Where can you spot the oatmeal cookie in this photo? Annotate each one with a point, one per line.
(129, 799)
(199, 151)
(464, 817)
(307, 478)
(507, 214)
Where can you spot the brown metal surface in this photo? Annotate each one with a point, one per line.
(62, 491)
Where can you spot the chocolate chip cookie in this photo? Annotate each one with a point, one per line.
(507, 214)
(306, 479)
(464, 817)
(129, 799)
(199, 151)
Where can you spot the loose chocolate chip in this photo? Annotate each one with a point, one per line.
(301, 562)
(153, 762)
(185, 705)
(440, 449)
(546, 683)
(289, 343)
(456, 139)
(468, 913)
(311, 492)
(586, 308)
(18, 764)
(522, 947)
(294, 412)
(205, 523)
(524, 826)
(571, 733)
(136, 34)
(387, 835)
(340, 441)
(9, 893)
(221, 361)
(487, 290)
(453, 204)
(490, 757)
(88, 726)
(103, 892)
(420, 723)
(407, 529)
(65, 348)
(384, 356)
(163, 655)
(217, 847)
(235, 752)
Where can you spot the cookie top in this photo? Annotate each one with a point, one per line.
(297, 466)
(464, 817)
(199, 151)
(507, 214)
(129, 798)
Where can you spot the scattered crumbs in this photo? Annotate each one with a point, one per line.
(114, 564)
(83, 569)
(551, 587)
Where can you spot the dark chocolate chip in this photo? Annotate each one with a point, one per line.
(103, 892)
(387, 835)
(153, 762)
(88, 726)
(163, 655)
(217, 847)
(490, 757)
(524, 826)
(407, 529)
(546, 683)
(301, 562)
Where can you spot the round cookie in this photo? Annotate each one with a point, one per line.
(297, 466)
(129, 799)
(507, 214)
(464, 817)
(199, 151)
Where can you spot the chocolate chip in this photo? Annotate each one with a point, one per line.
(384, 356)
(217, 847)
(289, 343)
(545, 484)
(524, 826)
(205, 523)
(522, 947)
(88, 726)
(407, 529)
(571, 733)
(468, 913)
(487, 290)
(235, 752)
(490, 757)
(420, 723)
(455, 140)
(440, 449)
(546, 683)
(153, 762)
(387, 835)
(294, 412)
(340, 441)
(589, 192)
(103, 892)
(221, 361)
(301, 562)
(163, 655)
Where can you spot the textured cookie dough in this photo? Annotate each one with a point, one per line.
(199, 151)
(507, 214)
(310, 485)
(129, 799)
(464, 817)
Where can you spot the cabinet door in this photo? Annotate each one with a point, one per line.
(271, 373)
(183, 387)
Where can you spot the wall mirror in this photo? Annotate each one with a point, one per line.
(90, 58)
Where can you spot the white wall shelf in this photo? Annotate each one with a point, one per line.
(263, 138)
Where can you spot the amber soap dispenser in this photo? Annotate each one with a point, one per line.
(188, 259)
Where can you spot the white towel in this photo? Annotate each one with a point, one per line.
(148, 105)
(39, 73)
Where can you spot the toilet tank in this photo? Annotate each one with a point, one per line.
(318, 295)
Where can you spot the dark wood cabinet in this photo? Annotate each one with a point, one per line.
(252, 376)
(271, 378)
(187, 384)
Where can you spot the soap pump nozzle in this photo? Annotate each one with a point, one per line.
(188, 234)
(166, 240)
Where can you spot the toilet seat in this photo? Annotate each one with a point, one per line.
:::::
REQUIRED ACTION: Retype the data exactly as given.

EXERCISE SOLUTION:
Where can you spot the oatmeal cookie in this photo? Annotate each one with a point, one per line.
(129, 799)
(199, 151)
(464, 817)
(307, 478)
(507, 214)
Where can you spot the brown metal surface in this photo? Annotate each one with a point, one per line.
(62, 491)
Where can you spot the chocolate chip cookie in this photo? Annotate each one with a point, one per line.
(507, 214)
(306, 479)
(464, 817)
(129, 799)
(199, 151)
Where can you spot the loose chocolate chip in this photo? Annotate each one with a point, one per line.
(301, 562)
(153, 762)
(185, 705)
(440, 449)
(546, 683)
(289, 343)
(456, 139)
(468, 913)
(311, 492)
(586, 308)
(18, 764)
(522, 947)
(294, 412)
(205, 523)
(524, 826)
(571, 733)
(136, 34)
(387, 835)
(340, 441)
(9, 893)
(221, 361)
(487, 290)
(453, 204)
(490, 757)
(88, 726)
(103, 892)
(420, 723)
(407, 529)
(65, 348)
(384, 356)
(163, 655)
(217, 847)
(235, 752)
Where can you spot the cookie top in this photo? Annotate each one with a point, one per line.
(297, 466)
(464, 817)
(199, 151)
(507, 214)
(129, 798)
Where can you spot the scattered crumbs in this photo? Annotate each one with a point, one per line.
(114, 564)
(83, 569)
(551, 587)
Where can you spot the dark chocolate chip in this photo? Annotate each one with a point, one per line.
(103, 892)
(387, 835)
(153, 762)
(88, 726)
(163, 655)
(217, 847)
(490, 757)
(524, 826)
(407, 529)
(546, 683)
(301, 562)
Where can you spot the round cookie in this photo? Annotate each one with a point, one per line.
(297, 466)
(129, 799)
(507, 214)
(464, 817)
(199, 151)
Where can you spot the chocolate chip in this photo? Annotate each one with a point, one per line.
(384, 356)
(217, 847)
(289, 343)
(545, 484)
(524, 826)
(205, 523)
(522, 947)
(88, 726)
(407, 529)
(571, 733)
(468, 913)
(487, 290)
(235, 752)
(490, 757)
(420, 723)
(455, 140)
(440, 449)
(546, 683)
(153, 762)
(387, 835)
(294, 412)
(340, 441)
(589, 192)
(103, 892)
(221, 361)
(301, 562)
(163, 655)
Where can you spot the textured cookie dough in this photo? Annotate each one with a point, one per line.
(199, 151)
(507, 214)
(310, 485)
(129, 799)
(464, 817)
Where can you spot the cabinet door in this photo? Annotate each one with a point, one per line.
(271, 373)
(183, 387)
Where can you spot the wall mirror in this photo? Annotate each one with a point, one per line.
(90, 58)
Where can you spot the white wall shelf in this photo? Annotate each one with a point, one per line.
(263, 138)
Where can you spot the amber soap dispenser in this photo? Annotate each one with a point, one per line.
(188, 259)
Where can you spot the white towel in this photo? Annotate each one with a point, one per line.
(148, 105)
(39, 73)
Where can you spot the toilet tank in this photo? Annotate each one with a point, one per line.
(318, 295)
Where can you spot the dark wood cabinet in this photo? Annotate each one with a point, one per line.
(252, 376)
(271, 378)
(187, 384)
Where can you spot the soap pump nozzle in this photo? Annotate each one with a point, one per line.
(188, 234)
(166, 240)
Where can you spot the toilet seat in this photo? Annotate each one with a point, one per line.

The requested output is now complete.